Problems to work on —
1) Please translate this sentence from the smartphone comments into Spanish: "I keep my phones for a very long time."
2) Condense the paragraph in the smartphone comments that begins "I traded my old Samsung Galaxy S7" into a short list that keeps its main facts.
3) Copy out the smartphone comments word for word, from "Most people that" to "what you got?", with both of those passages included.

Document section —
□ □ □
A lot of countries, thanks to the stupidity of locking down everything, are in a recession/depression.
Most don't have the extra cash, and then there are those that have HUGE credit card debt they
can't pay off. A new smartphone every year just isn't a thing right now.
 
Most people that I know of have good dependable usable smart phones, and if you notice, they are not stolen by hoodlums on the subways. So why bother to buy if you are happy with what you got?
 
Hope they continue to fall! It will mean they have to dump the price to bring in sales.
A lot of countries, thanks to the stupidity of locking down everything, are in a recession/depression.
Most don't have the extra cash, and then there are those that have HUGE credit card debt they
can't pay off. A new smartphone every year just isn't a thing right now.
Smartphones were bad before and might have needed yearly upgrades.. now they are all but running out of ideas and only people who change every year are the iSheep.. My iphone X has lasted 5 years. Obviously the battery is worse and camera isnt as great anymore... but the screen is still awesome. Im so tempted to make it last another year if it means I could get 15 with USB-C?
 
I traded my old Samsung Galaxy S7 in for the new Galaxy A53 recently. Samsung gave me a $40 trade in credit surprisingly for my old phone. I keep my phones for a very long time. I don't see why I should get a new one every year or two. Love the A53 so far, and 5 years of updates from Samsung makes it all the more reason to keep it for years.
□ □ □
Extracted data —
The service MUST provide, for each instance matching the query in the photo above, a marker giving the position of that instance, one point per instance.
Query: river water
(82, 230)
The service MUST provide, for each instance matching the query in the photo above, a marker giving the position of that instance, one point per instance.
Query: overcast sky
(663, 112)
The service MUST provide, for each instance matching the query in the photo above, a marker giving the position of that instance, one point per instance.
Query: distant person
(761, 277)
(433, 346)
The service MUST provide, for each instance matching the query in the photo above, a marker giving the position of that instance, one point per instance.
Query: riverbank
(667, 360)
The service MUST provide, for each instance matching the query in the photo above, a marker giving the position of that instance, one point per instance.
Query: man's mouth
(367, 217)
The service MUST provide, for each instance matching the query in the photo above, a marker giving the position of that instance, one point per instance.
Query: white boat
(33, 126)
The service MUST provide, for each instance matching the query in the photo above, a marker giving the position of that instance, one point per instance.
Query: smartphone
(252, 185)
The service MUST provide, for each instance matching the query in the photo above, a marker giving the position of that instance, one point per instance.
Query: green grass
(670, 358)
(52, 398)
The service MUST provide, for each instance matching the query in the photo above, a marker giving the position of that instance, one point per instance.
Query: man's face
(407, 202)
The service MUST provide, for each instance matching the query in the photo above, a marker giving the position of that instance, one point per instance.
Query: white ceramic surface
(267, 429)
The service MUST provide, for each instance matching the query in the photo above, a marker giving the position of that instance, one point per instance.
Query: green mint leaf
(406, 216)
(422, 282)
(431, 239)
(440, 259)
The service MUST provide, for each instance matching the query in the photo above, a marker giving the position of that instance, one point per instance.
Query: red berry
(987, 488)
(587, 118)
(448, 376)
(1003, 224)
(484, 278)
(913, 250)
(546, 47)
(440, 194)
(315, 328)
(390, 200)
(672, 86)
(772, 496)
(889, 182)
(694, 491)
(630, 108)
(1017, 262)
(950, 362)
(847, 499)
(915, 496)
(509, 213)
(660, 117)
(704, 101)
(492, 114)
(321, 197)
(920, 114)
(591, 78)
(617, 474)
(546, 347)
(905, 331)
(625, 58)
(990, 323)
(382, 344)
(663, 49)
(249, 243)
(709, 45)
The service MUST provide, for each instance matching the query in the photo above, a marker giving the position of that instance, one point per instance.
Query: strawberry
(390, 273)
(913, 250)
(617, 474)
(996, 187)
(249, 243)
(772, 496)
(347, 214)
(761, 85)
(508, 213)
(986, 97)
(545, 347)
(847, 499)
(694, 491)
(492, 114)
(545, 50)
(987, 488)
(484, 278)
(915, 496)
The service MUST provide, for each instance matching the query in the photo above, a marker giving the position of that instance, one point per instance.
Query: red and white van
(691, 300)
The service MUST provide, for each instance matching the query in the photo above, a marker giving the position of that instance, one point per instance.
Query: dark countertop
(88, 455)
□ □ □
Outputs in order —
1) Conservo mis teléfonos durante muchísimo tiempo.

2)
- Traded in an old Samsung Galaxy S7 for the new Galaxy A53 and unexpectedly received a $40 trade-in credit from Samsung.
- Keeps phones for a very long time and sees no reason to buy a new one every year or two.
- Likes the A53 so far, and Samsung's 5 years of updates is another reason to keep it for years.

3)
Most people that I know of have good dependable usable smart phones, and if you notice, they are not stolen by hoodlums on the subways. So why bother to buy if you are happy with what you got?